[BEGIN TEXT SHOWN]
All the seeds out of the packets I buy also choosing to plant, which doesn't mean I plant every packet of seed I have... (which is a LOT) LOL, also with a little greenhouse, selling plants, seedlings, starts, etc..., I do plant all the seeds in every packet I open. These days, I am harvesting my own seeds, and won't have to buy any this Spring:goodjob: 

Attack of the killer slugs:grumble: Been there, too


----------



## salmonslayer91 (Oct 10, 2010)

lorichristie said:


> All the seeds out of the packets I buy also choosing to plant, which doesn't mean I plant every packet of seed I have... (which is a LOT) LOL, also with a little greenhouse, selling plants, seedlings, starts, etc..., I do plant all the seeds in every packet I open. These days, I am harvesting my own seeds, and won't have to buy any this Spring:goodjob:
> 
> Attack of the killer slugs:grumble: Been there, too


oh okay i was worried! store bought is alright then lol i have tried seed saving fairly recently so im still new but it has saved alot of cash 

Killer Slugs... dont remind me... :bored: my parents had a rock wall all throughout the property those things had MILLIONS OF SLUGS :runforhills: of course surrounding my garden i had to put out slug bait every night :lonergr: and there would be hundreds of casulties :viking:so many in fact that the second wave of slugs would passs safely over the corpses of the fallen i went out at night with a flashlight to reapply and sqash :walk: what i could see the slug bait was surrounding the vegitables surrounding the peremiter throughout the rock wall even in places far away from the garden just to bring down the breeding population :hobbyhors but yet id always lose some plant and usually the best looking tomato starts and etc never the sparce ones


----------



## mnn2501 (Apr 2, 2008)

Found a great way to plant leaf lettuce and radishes this last year.
Rather than trying to plant these tiny seeds in a row and then thin them out, I prepared a small area and then dumped the seeds into my hand and then rolled my hands together while moving my arms around the area I had prepared, letting the seeds drop out of my hands and scatter around the area.
Sorry, hard to descibe, but it worked well, and was pretty evenly distributed.


----------



## jwal10 (Jun 5, 2010)

mnn2501 said:


> Found a great way to plant leaf lettuce and radishes this last year.
> Rather than trying to plant these tiny seeds in a row and then thin them out, I prepared a small area and then dumped the seeds into my hand and then rolled my hands together while moving my arms around the area I had prepared, letting the seeds drop out of my hands and scatter around the area.
[END TEXT SHOWN]
[BEGIN INFORMATION GIVEN]
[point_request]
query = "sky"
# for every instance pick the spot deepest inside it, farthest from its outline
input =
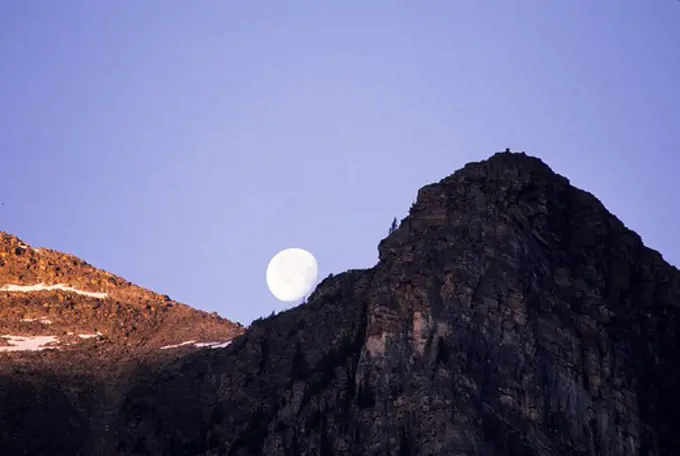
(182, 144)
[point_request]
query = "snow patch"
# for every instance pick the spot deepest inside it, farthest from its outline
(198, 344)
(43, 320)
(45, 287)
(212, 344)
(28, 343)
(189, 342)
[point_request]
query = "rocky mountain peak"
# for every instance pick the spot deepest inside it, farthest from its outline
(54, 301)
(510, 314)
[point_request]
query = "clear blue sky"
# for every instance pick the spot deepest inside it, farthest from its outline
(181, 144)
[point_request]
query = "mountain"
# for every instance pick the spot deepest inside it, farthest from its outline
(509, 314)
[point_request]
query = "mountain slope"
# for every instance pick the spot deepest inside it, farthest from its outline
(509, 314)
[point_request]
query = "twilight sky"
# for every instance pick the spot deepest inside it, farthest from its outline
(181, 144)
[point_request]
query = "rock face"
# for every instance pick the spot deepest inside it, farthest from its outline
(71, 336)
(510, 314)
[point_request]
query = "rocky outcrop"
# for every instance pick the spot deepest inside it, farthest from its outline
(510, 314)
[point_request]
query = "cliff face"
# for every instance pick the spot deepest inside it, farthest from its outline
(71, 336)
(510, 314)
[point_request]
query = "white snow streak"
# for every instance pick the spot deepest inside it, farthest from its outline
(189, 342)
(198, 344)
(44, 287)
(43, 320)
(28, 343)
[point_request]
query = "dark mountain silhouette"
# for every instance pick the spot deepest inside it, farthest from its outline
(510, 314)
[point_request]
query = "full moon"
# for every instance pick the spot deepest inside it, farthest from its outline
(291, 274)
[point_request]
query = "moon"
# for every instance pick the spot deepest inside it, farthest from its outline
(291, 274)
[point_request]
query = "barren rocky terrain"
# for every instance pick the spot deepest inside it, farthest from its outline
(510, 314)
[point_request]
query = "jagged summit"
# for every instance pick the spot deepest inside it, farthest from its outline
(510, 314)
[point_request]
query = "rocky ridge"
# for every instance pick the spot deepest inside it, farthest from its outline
[END INFORMATION GIVEN]
### GOALS
(a) In the gardening thread, why did salmonslayer91 put slug bait even in places far away from the garden?
(b) Print everything in the gardening thread from "## mnn2501 (Apr" down to "pretty evenly distributed.".

### TASK-BY-TASK SOLUTIONS
(a) The bait was placed far from the garden to bring down the slugs' breeding population.

(b)
## mnn2501 (Apr 2, 2008)

Found a great way to plant leaf lettuce and radishes this last year.
Rather than trying to plant these tiny seeds in a row and then thin them out, I prepared a small area and then dumped the seeds into my hand and then rolled my hands together while moving my arms around the area I had prepared, letting the seeds drop out of my hands and scatter around the area.
Sorry, hard to descibe, but it worked well, and was pretty evenly distributed.